## SELECTED PASSAGE
• • • • •
I was able to quickly think of a simple O(N^2) DP solution: Let dp[n] = the cost to color cells 0 to n. Then, dp[n] transitions from all dp[<n]; O(N) transitions for O(N) states.

However, in this problem, N <= 50,000 (and C_i also <= 50000, but I'm not sure why this matters). This combined with the fact that the cost function is the square of the number of distinct colors makes me think that there is some sort of sqrt-bash solution. Also, dp[n] is monotonically increasing, but I'm not sure how this helps...

Can anyone provide some hints/a solution to this problem?

  • Vote: I like it
  • +10
  • Vote: I do not like it

»
3 years ago, # |
  Vote: I like it 0 Vote: I do not like it

I'm a little puzzled, do you also have to minimize steps? Otherwise it seems to me that just picking each subarray of size 1 gives n cost, and we can't seem to do better.

  • »
    »
    3 years ago, # ^ |
      Vote: I like it +9 Vote: I do not like it

    Well, consider something like {1 3 1 3 1 3 1 3 1 3}. Clearly, using only one step to color all cells costs less than coloring each cell individually. (4 < 10)

    • »
      »
      »
      3 years ago, # ^ |
        Vote: I like it +8 Vote: I do not like it

      That's true — my mistake. Thanks for spotting this :)

»
• • • • •
## DATASET RECORDS
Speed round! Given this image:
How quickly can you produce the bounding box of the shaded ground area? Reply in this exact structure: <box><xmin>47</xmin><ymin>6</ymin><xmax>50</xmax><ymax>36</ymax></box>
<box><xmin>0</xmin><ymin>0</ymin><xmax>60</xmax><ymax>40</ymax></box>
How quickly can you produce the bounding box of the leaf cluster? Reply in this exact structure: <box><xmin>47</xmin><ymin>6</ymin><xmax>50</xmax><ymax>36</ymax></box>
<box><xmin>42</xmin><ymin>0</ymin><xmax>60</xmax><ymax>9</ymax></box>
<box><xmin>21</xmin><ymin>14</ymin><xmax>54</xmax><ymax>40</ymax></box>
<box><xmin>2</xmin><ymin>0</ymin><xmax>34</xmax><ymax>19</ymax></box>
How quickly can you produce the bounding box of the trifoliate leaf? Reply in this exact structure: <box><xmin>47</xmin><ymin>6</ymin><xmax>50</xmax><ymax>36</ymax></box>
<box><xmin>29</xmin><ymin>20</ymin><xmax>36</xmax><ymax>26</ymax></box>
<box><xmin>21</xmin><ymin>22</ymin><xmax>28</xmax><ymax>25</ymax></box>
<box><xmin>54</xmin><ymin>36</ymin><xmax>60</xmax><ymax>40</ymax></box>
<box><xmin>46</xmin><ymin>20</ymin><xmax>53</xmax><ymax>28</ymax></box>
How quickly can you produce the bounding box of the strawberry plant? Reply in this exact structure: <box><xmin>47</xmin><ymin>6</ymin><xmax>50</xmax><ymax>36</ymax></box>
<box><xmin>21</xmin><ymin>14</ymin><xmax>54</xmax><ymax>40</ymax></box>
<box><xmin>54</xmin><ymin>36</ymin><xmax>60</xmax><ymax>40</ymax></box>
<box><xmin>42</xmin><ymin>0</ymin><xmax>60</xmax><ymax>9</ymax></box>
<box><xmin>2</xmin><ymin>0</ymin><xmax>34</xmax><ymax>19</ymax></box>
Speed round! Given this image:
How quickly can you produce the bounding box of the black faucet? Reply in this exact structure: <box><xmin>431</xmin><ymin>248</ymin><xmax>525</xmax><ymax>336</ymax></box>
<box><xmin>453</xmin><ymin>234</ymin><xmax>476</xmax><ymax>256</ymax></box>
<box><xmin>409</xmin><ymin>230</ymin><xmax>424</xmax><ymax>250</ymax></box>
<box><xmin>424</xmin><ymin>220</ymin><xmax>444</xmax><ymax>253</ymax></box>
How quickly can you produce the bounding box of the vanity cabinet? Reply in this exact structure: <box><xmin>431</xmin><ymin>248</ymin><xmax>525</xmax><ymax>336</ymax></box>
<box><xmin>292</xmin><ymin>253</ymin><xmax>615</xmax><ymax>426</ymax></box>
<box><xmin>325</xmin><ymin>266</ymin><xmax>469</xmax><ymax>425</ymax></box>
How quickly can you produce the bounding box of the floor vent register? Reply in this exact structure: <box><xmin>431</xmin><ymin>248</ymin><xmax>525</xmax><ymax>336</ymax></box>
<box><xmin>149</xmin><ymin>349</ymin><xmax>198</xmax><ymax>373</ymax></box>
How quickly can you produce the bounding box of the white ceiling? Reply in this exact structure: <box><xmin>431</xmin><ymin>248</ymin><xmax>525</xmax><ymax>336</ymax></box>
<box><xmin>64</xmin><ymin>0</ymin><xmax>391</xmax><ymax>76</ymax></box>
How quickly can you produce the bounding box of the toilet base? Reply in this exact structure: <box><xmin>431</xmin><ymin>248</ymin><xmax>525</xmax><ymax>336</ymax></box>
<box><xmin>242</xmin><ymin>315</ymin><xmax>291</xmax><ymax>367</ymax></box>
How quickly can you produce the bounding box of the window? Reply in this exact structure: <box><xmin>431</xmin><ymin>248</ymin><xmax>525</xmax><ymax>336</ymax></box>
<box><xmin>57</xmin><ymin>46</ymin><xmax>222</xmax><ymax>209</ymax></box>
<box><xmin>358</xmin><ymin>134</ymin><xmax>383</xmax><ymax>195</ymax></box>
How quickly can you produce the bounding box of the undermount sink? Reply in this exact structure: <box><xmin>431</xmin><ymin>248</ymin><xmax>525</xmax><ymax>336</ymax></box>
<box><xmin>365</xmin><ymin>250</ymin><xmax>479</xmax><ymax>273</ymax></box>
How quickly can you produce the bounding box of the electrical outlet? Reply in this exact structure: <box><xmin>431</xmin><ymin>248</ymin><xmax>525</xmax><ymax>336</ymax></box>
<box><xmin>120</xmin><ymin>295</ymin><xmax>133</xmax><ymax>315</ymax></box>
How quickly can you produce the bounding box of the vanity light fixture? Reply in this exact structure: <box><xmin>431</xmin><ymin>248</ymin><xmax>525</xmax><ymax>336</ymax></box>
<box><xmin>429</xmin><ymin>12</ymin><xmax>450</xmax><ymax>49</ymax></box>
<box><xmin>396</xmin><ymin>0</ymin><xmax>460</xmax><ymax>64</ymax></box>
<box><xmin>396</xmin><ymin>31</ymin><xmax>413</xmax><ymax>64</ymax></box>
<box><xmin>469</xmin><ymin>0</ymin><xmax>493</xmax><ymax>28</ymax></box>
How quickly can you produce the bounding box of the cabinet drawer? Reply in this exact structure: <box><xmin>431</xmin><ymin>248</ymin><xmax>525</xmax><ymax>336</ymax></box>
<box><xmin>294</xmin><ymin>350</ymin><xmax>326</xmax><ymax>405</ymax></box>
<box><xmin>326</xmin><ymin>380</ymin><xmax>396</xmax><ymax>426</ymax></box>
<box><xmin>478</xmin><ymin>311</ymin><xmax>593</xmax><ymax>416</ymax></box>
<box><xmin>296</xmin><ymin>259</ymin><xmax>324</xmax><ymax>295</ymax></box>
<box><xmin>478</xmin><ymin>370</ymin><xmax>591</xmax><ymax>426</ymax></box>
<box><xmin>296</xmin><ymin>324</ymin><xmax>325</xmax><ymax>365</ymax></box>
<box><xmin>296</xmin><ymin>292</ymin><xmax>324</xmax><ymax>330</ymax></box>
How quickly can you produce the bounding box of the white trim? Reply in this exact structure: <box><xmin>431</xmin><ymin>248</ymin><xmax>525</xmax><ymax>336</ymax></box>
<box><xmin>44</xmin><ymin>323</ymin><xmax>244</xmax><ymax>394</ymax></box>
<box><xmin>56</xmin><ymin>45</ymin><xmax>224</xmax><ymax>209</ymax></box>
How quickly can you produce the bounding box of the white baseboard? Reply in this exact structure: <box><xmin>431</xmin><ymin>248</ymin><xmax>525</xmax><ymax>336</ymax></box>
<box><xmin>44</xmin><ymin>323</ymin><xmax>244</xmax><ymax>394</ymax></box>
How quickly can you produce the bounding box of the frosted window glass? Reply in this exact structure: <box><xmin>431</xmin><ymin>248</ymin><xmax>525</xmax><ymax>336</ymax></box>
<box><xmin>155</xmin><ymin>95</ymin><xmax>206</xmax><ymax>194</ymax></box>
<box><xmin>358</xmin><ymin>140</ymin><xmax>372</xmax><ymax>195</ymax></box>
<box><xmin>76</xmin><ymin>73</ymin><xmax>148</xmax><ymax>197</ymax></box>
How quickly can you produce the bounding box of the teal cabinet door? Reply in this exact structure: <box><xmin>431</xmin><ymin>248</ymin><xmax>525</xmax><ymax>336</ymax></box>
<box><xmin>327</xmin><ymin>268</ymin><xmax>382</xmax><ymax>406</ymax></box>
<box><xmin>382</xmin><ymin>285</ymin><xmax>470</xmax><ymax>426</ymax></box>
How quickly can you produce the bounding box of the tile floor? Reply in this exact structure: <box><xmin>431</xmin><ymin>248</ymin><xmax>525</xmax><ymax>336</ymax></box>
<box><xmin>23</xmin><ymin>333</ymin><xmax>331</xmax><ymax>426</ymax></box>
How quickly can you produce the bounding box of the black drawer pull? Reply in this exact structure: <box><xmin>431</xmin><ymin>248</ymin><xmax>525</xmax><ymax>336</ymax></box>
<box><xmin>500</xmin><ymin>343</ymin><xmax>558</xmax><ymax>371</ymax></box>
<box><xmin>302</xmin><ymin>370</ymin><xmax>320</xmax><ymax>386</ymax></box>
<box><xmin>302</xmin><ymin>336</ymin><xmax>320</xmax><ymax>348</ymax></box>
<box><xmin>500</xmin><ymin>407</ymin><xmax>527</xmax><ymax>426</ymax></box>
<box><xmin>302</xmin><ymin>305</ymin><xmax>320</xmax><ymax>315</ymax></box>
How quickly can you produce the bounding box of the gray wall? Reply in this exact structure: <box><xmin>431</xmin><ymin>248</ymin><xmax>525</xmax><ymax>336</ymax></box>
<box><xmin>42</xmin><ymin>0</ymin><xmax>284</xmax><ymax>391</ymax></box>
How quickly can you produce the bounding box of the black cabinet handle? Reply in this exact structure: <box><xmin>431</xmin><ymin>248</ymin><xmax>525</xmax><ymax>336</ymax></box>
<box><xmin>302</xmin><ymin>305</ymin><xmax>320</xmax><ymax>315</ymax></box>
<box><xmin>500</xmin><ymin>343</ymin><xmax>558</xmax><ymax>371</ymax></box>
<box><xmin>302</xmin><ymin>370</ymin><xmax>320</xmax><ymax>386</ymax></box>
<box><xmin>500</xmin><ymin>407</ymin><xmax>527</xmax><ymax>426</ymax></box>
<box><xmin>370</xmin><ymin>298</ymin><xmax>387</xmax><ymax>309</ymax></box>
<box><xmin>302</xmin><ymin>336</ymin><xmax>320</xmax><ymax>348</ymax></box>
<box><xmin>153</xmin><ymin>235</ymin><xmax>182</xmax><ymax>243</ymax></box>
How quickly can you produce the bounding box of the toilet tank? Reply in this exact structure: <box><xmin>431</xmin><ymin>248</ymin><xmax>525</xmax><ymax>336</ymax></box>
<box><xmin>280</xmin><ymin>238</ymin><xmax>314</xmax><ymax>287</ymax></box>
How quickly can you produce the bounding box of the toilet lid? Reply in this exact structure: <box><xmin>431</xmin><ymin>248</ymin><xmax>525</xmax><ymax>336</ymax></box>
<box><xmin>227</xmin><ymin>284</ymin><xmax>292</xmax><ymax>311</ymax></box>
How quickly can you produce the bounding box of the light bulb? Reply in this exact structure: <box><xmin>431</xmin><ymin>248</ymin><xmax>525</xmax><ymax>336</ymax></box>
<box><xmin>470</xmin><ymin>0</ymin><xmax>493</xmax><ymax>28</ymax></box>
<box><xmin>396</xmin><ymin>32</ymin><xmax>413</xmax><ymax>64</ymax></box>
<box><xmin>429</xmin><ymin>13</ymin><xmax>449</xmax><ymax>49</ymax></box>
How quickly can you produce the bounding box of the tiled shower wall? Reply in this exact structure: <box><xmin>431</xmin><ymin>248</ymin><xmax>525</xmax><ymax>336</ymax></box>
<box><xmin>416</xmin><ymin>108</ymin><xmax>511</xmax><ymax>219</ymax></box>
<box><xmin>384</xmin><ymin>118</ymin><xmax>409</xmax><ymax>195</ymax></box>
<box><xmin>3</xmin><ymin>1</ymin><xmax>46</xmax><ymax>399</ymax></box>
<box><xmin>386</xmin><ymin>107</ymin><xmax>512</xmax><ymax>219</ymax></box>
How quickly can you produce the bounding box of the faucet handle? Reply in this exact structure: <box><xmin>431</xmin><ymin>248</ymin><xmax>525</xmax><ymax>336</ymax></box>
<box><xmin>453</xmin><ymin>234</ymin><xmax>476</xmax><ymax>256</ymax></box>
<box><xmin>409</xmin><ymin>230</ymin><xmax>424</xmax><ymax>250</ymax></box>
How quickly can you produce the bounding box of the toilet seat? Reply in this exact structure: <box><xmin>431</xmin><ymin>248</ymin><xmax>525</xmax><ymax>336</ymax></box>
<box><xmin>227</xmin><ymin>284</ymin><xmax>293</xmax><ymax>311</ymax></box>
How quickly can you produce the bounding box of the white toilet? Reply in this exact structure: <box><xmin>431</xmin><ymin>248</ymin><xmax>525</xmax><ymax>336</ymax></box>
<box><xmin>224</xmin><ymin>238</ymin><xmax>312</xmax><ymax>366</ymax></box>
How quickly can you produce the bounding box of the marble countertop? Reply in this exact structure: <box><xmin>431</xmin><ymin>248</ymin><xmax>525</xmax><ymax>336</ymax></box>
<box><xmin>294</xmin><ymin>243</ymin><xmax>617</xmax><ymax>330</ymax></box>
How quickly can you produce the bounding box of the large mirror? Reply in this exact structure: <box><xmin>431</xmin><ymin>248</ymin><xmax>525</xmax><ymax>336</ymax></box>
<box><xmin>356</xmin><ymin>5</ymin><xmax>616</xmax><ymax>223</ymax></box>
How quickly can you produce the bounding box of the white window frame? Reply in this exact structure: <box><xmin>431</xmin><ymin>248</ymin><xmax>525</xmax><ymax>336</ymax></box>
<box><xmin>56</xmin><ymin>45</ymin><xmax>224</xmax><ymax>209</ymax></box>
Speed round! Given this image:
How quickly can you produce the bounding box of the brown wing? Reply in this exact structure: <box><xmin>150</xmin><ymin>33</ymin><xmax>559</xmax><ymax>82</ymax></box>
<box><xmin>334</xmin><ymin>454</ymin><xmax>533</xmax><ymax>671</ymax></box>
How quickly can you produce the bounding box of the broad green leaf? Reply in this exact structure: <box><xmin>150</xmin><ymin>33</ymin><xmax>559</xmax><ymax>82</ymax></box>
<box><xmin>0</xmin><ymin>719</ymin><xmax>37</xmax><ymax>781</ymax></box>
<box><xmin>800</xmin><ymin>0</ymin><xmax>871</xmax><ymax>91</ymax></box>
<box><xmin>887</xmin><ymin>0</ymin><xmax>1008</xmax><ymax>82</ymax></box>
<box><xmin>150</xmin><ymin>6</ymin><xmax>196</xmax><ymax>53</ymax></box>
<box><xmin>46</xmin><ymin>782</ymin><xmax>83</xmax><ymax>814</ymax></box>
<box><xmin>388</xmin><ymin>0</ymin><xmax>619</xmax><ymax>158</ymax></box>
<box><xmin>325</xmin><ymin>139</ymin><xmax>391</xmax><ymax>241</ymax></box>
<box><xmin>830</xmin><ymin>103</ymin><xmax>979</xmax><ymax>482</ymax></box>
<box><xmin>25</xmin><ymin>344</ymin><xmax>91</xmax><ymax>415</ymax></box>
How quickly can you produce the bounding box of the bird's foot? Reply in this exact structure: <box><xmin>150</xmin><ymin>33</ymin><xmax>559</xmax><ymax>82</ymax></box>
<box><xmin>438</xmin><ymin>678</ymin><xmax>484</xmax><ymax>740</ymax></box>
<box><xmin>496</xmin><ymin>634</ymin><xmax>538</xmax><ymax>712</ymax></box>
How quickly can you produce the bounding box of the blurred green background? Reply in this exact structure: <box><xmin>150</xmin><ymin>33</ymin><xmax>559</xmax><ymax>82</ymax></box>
• • • • •
## WORK INSTRUCTION 1
Answer these from the cell-coloring DP thread:
(a) What upper bound on N does the original poster give?
(b) In the reply with the example {1 3 1 3 1 3 1 3 1 3}, what two costs are compared?
(c) What property of dp[n] does the original poster mention without knowing how it helps?
## WORK INSTRUCTION 2
Write the next part of the forum thread about the cell-coloring DP problem, beginning after its final reply.

## FINAL ANSWER 1
(a) N <= 50,000.
(b) 4 for coloring all cells in one step versus 10 for coloring each cell individually.
(c) dp[n] is monotonically increasing.

## FINAL ANSWER 2
3 years ago, # |
Rev. 2   Vote: I like it -8 Vote: I do not like it

Do you get TLE? I think that there is chance that this solution can get AC.

You said that dp[n] you get by consider dp[<n]... but if dp[i..n] have 7 colors and dp[i-1..n] have 7 colors... then there is no reason to consider dp[i] for the solution. Do you think you can exploit that?

»
3 years ago, # |
Rev. 2   Vote: I like it 0 Vote: I do not like it

In your dp you are trying to answer the following question for each position:

should I append the current element to the last range/operation, or create a new one?

Appending is "profitable" only if the last range already contains the current color, or else $$$(c + 1)^2 > c^2 + 1^2$$$, where $$$c$$$ is the number of distinct colors in the last range. Hence you should append for free iff the last range starts at or before $$$\text{prev}(i)$$$, the previous occurrence of color $$$c_i$$$.

Let's say dp[i][j] is the best we can do on a prefix of length $$$i$$$ with the last segment starting at position $$$j$$$. This dp should be easy to update with a Fenwick tree, as the only operation appears to be adding $$$1$$$ on range $$$(\text{prev}(i), i]$$$.

You can probably even get rid of the induced extra log factor in the complexity, but I'm too lazy.

  • »
    »
    3 years ago, # ^ |
    Rev. 3   Vote: I like it 0 Vote: I do not like it

    Uh oh, I was wrong, we should increment $$$(\text{prev}(i), i]$$$ by a linear function $$$2 (i - x) + 1 = -2x + (2i + 1)$$$ of position $$$x$$$.

    This is harder but also doable. You will probably need a Fenwick tree that stores its values as a linear function $$$a x + b$$$ (i.e. two trees: one for $$$a$$$ and one for $$$b$$$).

    • »
      »
      »
      3 years ago, # ^ |
        Vote: I like it 0 Vote: I do not like it

      Oh wait, it is not linear, as it depends on the number of different colors in that interval. Okay, I give up :(

»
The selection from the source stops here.